■ 指示文 1: 宮崎駿監督の引退会見の記事に出てくる人の名前を、役名も含めて全部書き出してください。
■ 指示文 2: エントリーの中から、"Mark every instance of the number"を含む行を最初として、その行からエントリーの最後までを一字も変えずに抜き出してください。

■ 課題の文章:
——————

ITmedia NEWS > ネットの話題 >

「この世は生きるに値するんだ」 「風立ちぬ」の後をどう生きるか 宮崎駿監督、引退会見全文(7/9 ページ)

» 2013年09月06日 23時41分 公開
[岡田有花,ITmedia]

「今のタレントさんは存在感がない」 庵野秀明氏をキャスティングした理由

――「風立ちぬ」では庵野秀明さんやスティーブン・アルパートさんなど監督とゆかりの深い方が出演しています。キャスティングの裏には何かあったのでしょうか。

宮崎 その渦中にいる方は気がつかないと思うんです。つまり、毎日テレビを見てるとか日本の映画をいっぱい見ているとか、その人達は気づかないと思うんです。吹き替えのものを見てるとか。

 僕は東京と埼玉県の間を往復して暮らしていますけど、さっきも言いましたように、映画を見ていないんです。テレビも見ていません。自分の記憶の中によみがえってくるのは……特に「風立ちぬ」をやっている間じゅうよみがえってきたのは、モノクロ時代の日本の映画です。昭和30年以前の作品ですよね。暗い電気の下で生きるのにたいへんな思いをしている若者やいろいろな男女が出てくるような映画ばっかり見ていたんで、そういう記憶がよみがえるんです。

 それと、今の……失礼ですが、タレントさんとのしゃべりかたを比べるとそのギャップに愕然とします。何という存在感のなさだろうと思います。庵野もスティーブン・アルパートさんも存在感だけです(笑)。かなり乱暴だったと思うんですけど、そのほうが僕にとっては映画にぴったりすると思いました。

風立ちぬは「ドルビーサウンドだけどドルビーじゃない」

 でもほかの人がダメだったとは思わないです。菜穂子をやってくださった人(瀧本美織)なんかはみるみるうちに本当に菜穂子になってしまって、ちょっと愕然としました。そういう意味で非常に、「風立ちぬ」の映画はですね、ドルビーサウンドだけどドルビーではないものにしてしまう、周りから音は出さない。ガヤは二重にも三重にも集めてやるんじゃなくて。音響監督は2人で済んだと言っています。

——————

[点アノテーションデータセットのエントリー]
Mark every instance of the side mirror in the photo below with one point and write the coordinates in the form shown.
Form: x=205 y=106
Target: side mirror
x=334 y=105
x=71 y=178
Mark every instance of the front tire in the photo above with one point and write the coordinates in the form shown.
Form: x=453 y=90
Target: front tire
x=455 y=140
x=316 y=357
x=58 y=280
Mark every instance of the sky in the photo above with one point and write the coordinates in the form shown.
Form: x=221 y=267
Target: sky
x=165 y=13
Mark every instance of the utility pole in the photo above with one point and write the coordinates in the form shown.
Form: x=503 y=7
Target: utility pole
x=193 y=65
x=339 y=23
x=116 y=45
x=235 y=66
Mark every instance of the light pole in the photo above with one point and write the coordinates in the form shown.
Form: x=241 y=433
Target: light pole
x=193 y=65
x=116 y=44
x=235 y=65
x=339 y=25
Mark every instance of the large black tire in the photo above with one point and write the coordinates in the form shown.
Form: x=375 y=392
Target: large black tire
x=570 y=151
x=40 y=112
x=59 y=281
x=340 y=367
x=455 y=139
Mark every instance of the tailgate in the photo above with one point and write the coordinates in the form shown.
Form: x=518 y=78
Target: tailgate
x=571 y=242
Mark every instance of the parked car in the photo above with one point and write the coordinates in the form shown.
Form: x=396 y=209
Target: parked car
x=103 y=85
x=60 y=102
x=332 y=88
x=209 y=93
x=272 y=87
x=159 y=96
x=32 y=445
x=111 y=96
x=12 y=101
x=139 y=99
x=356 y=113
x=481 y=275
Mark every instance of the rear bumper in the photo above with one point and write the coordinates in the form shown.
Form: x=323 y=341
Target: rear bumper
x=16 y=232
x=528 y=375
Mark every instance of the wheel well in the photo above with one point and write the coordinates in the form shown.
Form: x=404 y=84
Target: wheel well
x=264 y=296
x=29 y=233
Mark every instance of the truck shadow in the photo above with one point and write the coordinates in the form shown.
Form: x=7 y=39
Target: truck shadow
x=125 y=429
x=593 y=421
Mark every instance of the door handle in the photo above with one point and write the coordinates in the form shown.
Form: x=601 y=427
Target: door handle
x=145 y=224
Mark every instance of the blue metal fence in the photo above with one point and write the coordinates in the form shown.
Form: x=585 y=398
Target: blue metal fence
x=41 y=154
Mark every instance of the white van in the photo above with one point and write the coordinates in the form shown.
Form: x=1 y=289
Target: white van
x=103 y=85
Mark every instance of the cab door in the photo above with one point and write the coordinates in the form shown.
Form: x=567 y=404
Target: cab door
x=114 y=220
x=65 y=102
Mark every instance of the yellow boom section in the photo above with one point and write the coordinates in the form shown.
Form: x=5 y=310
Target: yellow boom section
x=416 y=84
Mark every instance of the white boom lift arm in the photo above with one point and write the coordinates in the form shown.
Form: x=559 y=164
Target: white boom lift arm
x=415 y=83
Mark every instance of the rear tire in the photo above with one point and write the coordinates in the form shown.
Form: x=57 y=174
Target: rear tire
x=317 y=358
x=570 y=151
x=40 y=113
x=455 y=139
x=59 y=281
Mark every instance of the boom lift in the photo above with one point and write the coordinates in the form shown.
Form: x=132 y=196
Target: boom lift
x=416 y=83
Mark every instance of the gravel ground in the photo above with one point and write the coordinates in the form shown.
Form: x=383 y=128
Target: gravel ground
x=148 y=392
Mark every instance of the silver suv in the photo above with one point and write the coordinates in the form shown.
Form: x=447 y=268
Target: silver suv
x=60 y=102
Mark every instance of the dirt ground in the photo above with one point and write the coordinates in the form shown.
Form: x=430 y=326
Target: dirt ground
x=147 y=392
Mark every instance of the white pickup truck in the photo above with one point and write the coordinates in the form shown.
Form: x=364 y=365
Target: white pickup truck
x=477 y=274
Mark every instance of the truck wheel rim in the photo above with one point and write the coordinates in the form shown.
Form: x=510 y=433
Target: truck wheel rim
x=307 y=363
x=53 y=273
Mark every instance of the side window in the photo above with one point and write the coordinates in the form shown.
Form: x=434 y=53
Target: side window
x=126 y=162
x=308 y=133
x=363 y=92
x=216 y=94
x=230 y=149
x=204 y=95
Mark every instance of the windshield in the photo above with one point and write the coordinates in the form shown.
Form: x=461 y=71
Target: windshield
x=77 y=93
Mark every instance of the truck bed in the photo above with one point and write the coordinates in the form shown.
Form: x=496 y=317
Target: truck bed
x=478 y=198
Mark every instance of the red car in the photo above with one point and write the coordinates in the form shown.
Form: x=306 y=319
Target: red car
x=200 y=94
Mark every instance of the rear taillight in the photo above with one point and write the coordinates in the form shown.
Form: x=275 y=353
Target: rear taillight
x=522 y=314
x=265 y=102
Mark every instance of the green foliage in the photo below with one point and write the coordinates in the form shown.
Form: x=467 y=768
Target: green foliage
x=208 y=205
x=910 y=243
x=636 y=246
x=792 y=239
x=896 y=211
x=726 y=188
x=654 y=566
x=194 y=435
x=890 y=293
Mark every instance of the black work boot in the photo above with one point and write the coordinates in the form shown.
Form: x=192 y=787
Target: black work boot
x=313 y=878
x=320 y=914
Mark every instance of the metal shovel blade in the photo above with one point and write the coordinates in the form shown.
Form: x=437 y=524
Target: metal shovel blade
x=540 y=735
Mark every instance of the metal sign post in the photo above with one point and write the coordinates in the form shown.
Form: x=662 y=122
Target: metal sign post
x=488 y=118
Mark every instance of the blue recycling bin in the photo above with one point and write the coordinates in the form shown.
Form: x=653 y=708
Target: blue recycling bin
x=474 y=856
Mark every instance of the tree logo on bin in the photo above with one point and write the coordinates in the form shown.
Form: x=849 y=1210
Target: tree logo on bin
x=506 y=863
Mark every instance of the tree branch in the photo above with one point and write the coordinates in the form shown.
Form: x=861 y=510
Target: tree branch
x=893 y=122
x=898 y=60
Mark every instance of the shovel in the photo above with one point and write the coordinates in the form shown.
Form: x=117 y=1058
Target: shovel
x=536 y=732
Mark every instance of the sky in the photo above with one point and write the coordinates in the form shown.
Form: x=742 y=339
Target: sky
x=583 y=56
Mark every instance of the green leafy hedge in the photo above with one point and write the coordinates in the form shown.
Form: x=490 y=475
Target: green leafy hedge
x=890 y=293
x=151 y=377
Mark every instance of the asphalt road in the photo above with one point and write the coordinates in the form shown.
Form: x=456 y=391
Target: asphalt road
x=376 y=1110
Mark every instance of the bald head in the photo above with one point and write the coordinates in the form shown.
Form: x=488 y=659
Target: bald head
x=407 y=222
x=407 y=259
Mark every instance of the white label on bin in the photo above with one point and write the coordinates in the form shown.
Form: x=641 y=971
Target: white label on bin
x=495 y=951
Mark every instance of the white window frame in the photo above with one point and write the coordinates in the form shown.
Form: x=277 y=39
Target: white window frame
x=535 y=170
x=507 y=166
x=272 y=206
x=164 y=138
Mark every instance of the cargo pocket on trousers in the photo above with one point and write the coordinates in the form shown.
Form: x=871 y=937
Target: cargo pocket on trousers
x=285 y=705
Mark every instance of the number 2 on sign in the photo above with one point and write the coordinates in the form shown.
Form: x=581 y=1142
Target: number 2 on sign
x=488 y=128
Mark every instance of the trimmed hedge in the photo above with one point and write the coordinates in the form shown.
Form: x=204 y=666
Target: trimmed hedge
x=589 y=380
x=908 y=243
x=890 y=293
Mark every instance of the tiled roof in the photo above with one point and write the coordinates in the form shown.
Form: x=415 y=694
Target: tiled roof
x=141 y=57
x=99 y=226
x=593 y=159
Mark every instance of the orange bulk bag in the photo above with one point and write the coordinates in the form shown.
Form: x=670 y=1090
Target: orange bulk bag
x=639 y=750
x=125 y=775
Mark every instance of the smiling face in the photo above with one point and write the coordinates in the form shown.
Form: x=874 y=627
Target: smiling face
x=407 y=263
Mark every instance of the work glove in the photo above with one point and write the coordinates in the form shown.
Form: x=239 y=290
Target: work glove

——————

■ 解答例 1:
宮崎駿
岡田有花
庵野秀明
スティーブン・アルパート
菜穂子
瀧本美織

■ 解答例 2:
Mark every instance of the number 2 on sign in the photo above with one point and write the coordinates in the form shown.
Form: x=581 y=1142
Target: number 2 on sign
x=488 y=128
Mark every instance of the trimmed hedge in the photo above with one point and write the coordinates in the form shown.
Form: x=204 y=666
Target: trimmed hedge
x=589 y=380
x=908 y=243
x=890 y=293
Mark every instance of the tiled roof in the photo above with one point and write the coordinates in the form shown.
Form: x=415 y=694
Target: tiled roof
x=141 y=57
x=99 y=226
x=593 y=159
Mark every instance of the orange bulk bag in the photo above with one point and write the coordinates in the form shown.
Form: x=670 y=1090
Target: orange bulk bag
x=639 y=750
x=125 y=775
Mark every instance of the smiling face in the photo above with one point and write the coordinates in the form shown.
Form: x=874 y=627
Target: smiling face
x=407 y=263
Mark every instance of the work glove in the photo above with one point and write the coordinates in the form shown.
Form: x=239 y=290
Target: work glove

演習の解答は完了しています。